(Stored data entries)

+++

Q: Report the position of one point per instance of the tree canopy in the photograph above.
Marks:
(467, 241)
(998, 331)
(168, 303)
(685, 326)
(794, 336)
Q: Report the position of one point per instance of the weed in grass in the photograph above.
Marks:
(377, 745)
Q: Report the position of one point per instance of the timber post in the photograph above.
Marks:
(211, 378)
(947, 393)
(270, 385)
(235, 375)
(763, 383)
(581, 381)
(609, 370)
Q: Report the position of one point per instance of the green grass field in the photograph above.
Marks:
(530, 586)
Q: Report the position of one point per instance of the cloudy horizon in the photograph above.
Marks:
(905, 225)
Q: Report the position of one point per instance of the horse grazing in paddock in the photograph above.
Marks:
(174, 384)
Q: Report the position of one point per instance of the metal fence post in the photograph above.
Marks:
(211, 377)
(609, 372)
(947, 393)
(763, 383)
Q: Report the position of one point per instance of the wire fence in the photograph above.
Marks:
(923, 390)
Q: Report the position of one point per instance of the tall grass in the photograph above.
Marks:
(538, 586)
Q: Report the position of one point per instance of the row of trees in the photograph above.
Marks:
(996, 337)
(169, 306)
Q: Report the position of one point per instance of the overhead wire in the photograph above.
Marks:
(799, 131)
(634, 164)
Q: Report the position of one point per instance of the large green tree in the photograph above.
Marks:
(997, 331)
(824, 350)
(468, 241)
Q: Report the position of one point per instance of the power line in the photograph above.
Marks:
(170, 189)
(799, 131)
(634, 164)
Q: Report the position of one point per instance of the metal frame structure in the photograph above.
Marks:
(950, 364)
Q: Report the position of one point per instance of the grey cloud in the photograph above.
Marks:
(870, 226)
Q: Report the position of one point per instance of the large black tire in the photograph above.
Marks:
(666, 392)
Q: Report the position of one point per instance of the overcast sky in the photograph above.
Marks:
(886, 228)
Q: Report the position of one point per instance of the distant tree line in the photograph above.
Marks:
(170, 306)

+++

You are asked to count the lines of the records above in which the word "wire" occurs, and to give only that number.

2